**Data in this exercise:**
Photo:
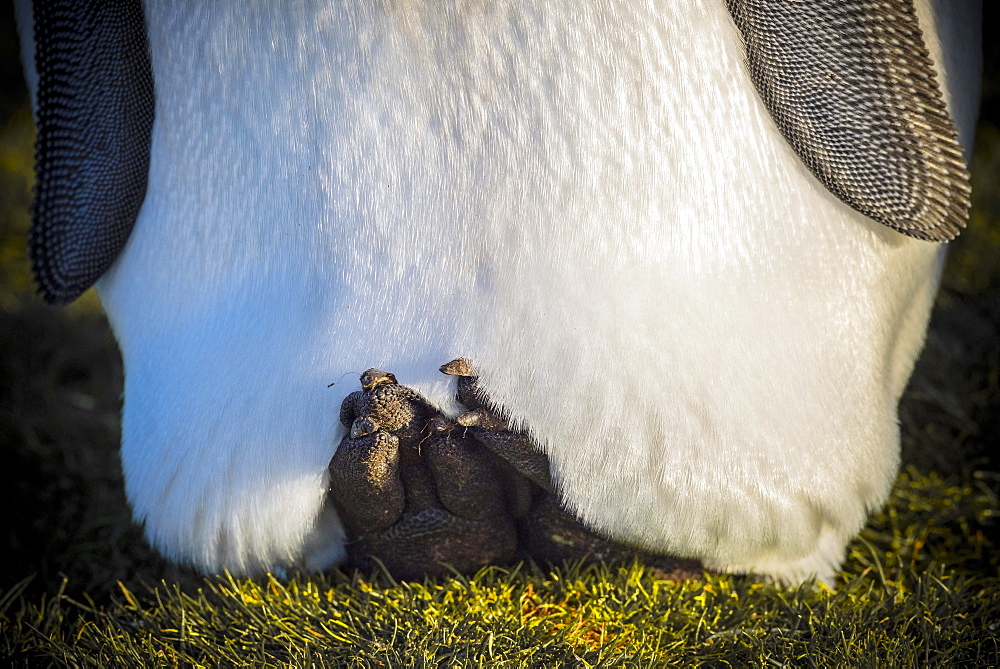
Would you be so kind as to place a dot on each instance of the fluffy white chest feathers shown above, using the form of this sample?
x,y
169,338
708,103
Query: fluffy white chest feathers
x,y
587,200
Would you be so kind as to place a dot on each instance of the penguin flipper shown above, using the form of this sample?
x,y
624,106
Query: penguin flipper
x,y
850,84
94,111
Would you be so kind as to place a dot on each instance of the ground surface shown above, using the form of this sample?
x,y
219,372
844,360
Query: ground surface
x,y
921,585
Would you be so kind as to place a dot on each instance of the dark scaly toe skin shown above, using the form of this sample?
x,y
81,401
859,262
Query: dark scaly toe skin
x,y
414,493
494,432
547,531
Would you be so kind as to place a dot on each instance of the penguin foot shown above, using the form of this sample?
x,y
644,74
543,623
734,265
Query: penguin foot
x,y
413,492
423,495
547,532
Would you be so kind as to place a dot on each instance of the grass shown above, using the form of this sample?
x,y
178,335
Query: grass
x,y
921,585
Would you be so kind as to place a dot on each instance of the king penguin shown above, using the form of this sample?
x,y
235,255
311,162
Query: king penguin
x,y
690,246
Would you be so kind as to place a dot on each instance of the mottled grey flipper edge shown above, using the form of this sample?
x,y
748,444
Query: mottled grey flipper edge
x,y
94,112
852,88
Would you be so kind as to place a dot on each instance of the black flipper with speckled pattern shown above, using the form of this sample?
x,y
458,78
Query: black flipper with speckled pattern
x,y
94,112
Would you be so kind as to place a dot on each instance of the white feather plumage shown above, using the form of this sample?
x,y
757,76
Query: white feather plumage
x,y
586,199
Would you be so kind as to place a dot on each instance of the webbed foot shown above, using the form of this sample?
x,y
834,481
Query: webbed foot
x,y
417,491
412,491
547,532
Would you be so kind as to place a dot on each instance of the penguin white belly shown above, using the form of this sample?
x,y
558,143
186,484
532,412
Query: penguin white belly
x,y
588,201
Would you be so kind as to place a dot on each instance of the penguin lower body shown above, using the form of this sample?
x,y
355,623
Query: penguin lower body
x,y
590,203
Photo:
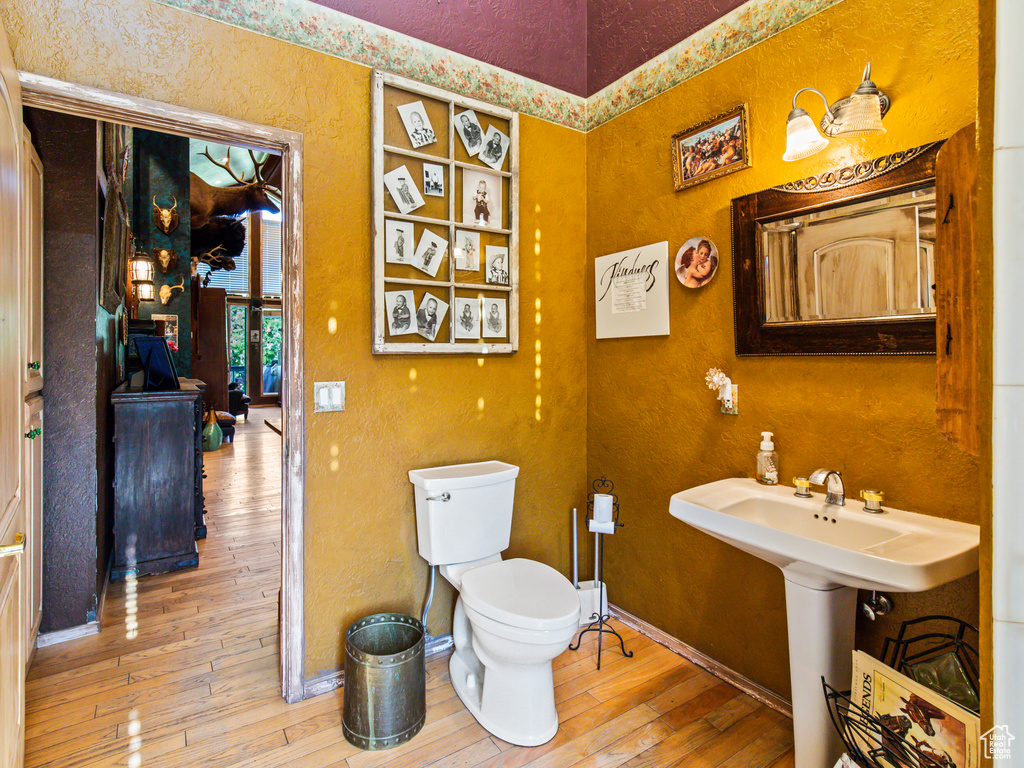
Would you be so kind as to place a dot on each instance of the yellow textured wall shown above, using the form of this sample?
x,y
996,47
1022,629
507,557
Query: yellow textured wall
x,y
360,535
654,427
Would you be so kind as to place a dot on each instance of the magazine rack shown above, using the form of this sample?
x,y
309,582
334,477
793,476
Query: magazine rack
x,y
869,742
927,640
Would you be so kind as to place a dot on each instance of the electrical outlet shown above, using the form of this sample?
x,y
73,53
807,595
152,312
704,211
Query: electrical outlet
x,y
329,395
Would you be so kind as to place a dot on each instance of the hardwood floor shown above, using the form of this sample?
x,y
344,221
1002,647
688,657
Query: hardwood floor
x,y
185,673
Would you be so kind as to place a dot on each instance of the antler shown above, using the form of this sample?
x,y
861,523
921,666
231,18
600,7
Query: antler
x,y
226,165
259,166
173,207
211,255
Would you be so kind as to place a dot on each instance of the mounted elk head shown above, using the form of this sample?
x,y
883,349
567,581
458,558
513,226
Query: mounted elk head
x,y
207,201
166,258
166,292
166,219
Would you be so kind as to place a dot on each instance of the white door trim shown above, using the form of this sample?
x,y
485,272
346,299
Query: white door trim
x,y
97,103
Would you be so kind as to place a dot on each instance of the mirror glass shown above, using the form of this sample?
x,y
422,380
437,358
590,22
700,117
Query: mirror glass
x,y
866,260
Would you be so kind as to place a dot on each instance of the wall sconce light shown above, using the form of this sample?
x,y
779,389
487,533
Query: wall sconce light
x,y
727,391
859,115
141,267
145,291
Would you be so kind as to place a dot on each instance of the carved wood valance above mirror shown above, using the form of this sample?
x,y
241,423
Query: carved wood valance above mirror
x,y
840,263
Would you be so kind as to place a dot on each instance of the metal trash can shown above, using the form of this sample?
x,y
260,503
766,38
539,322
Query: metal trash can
x,y
385,696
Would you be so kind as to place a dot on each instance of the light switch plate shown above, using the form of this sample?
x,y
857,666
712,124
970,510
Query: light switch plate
x,y
329,395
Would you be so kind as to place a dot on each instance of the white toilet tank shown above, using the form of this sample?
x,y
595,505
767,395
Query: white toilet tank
x,y
475,521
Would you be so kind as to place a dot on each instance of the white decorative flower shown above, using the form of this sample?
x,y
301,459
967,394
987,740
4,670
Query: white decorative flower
x,y
715,378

**What the task asks:**
Copy out every record above word for word, but leave out the pictures.

**Response for this exercise:**
Photo:
Would you be so kind as to place a dot on each instance of the fluffy white chest feathers shown above, using the form of this sample?
x,y
169,338
708,103
Query: fluffy white chest feathers
x,y
587,200
Would you be so kind as to place a dot on each instance of the penguin flipper shown above, using the form of this sample?
x,y
624,106
Query: penguin flipper
x,y
850,84
94,111
Would you be so kind as to place a dot on each instance of the ground surface shown above, using the form of this sample?
x,y
219,372
844,360
Query: ground surface
x,y
921,585
Would you be so kind as to place a dot on each instance of the dark scaly toe skin shown above, using the form of this sample?
x,y
81,401
859,262
Query: dark scaly toe skin
x,y
414,493
494,432
547,531
Would you be so kind as to place a dot on each instance of the penguin foot shown above, using the form of this sample?
x,y
644,74
543,623
734,265
Query: penguin foot
x,y
413,492
423,495
547,532
Would you be so kind as to place a dot on each instance of the grass shown above, using the form of this sample?
x,y
178,335
Query: grass
x,y
921,585
Would you be so kind as to place a dot on each instance of the king penguin shown above, using the form of this sample?
x,y
235,255
311,162
Query: king penguin
x,y
690,246
Would you be so kind as to place a dot on each instance of the mottled grey flipper edge shown above, using the form of this sample?
x,y
748,444
Query: mottled grey flipper edge
x,y
94,112
852,88
Would you be so kind as to place a dot on each instance of the black flipper with speckled pattern shown above, using the form of this sample?
x,y
458,78
Query: black flipper with speckled pattern
x,y
94,112
Would you be so kind as to place a dot on each instance of the white feather plumage shown above, using the form of this sample?
x,y
757,76
Query: white feather plumage
x,y
586,199
Would you be so kind as to place a dot on each instance of the webbed foot shown above, using the form of this sample?
x,y
834,481
Query: webbed foot
x,y
417,491
412,491
547,532
Would you be so kind as to place a dot on each instance of the penguin white belly shown above, using the form of this sample?
x,y
558,143
186,484
532,412
Query: penguin white belly
x,y
588,201
Would you be so kind as to place a dot on each instance of the penguin lower body shown above, using the form of this sample?
x,y
355,623
Query: penguin lower body
x,y
590,203
Photo:
Would you be so kind as to place a dot on each instance of the yellow textured wall shown above, using the form of this sample?
x,y
996,47
1022,629
507,557
Query: yellow textured wall
x,y
360,535
654,427
Would you be so kind as to place a dot on each instance of the magazine rack shown above, using the form of this sample?
x,y
309,582
334,477
793,476
Query: magazine rack
x,y
869,742
927,640
Would you be so kind as to place a dot on each instance of the electrical outlet shown above, using the form of this sample?
x,y
73,53
807,595
152,312
704,211
Query: electrical outlet
x,y
329,395
Would you be so kind as to place a dot on each instance of the hardwood floor shown above, using the form of this sample?
x,y
344,221
1002,647
688,657
Query: hardwood floor
x,y
185,673
Would you be so kind as to place a dot on each instance of the antler shown above, using the form of this sample?
x,y
861,523
921,666
231,18
600,7
Query: antler
x,y
226,165
259,166
173,207
211,255
Would you be so kind as to place a dot on each instance of the mounted elk head shown above, using the form of this sample?
x,y
883,349
567,581
458,558
513,226
Query: mounted elk head
x,y
207,201
166,258
166,292
166,219
Would you be so kind as to place a dot on each instance of the white door trim shown above, using the form of this sample?
x,y
485,272
346,299
Query: white door trim
x,y
97,103
Would you be so kind as to place a dot on each instance of the mirror glass shown above, using the form of this sample?
x,y
422,380
437,358
590,22
700,117
Query: mirror glass
x,y
866,260
Would you be so kind as to place a dot on each instance of the wall sconce light shown above, using the form of this sample?
x,y
779,389
487,533
Query: wall sconce light
x,y
727,391
859,115
141,267
145,291
Would you be so kind as to place a dot on each instance of the carved wood valance above mirror shown above, using the form of this sample?
x,y
241,423
Query: carved wood valance above mirror
x,y
840,263
Would you be so kind as to place a dot on each instance of the metal trash can shown above, using the form of this sample?
x,y
260,503
766,38
539,322
Query: metal trash can
x,y
385,696
Would you be so kind as to place a dot on each instance of the light switch plate shown above, using the form of this sample?
x,y
857,666
712,124
970,510
Query: light switch plate
x,y
329,395
Would you be so kind as to place a dot on each instance of the white toilet tank shown above, using the form of this sample?
x,y
595,505
767,395
Query: white toilet tank
x,y
475,521
Would you be so kind as to place a dot on each instance of the white decorative flower shown above, using the form of this sample?
x,y
301,459
967,394
987,740
4,670
Query: white decorative flower
x,y
715,378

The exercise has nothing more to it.